> [GIVEN DATA]:
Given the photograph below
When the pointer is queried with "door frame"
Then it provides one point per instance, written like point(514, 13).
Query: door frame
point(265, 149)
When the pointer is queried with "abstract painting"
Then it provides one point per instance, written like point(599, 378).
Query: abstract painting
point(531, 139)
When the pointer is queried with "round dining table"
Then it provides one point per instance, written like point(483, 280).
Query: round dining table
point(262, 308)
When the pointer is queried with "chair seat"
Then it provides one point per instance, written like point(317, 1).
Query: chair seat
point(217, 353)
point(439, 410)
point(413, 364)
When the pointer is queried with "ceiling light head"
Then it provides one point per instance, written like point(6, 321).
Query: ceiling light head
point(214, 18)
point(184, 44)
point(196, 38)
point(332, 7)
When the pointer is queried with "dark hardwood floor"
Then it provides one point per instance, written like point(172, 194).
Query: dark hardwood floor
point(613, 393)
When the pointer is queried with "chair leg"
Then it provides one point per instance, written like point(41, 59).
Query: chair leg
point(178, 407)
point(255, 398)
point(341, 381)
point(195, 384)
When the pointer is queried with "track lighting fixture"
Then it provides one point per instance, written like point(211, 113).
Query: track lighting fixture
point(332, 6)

> [EXERCISE]:
Rewrite the entries above as a two-column CSV with the header row input,output. Give each entry its own row, with its text under input and its answer under output, each as a single quoted field with line breaks replaced by spaces.

> [TASK RESPONSE]:
input,output
"Given the photograph below When the pointer is queried with ""door frame"" Then it provides one point per instance, written like point(514, 13). Query: door frame","point(265, 149)"
"When the pointer is queried with ""abstract painting"" Then it provides one point per instance, written like point(599, 378). Query: abstract painting","point(531, 139)"
"When the pointer is queried with ""round dining table"" Then it provides one point per instance, written like point(483, 280). Query: round dining table","point(262, 308)"
"When the pointer is queried with ""chair seat"" Then it provides one point per instance, written like point(317, 1). Query: chair seat","point(217, 353) point(439, 410) point(413, 364)"
"When the pointer is queried with ""ceiling light head"" Then it provides one point per instance, written like point(6, 321). Query: ceiling light head","point(214, 18) point(184, 44) point(196, 38) point(332, 7)"
"When the pointer is queried with ""dark hardwood floor"" Then it provides one point per instance, written like point(172, 194). Query: dark hardwood floor","point(613, 393)"
"When the pointer is queried with ""chair leg"" Then it provides one point per instance, written like point(41, 59). Query: chair leg","point(178, 407) point(255, 398) point(341, 381) point(195, 384)"
"When the pointer is queried with ""track lighting fixture"" Then it provides one point per instance, written like point(211, 113). Query: track lighting fixture","point(332, 6)"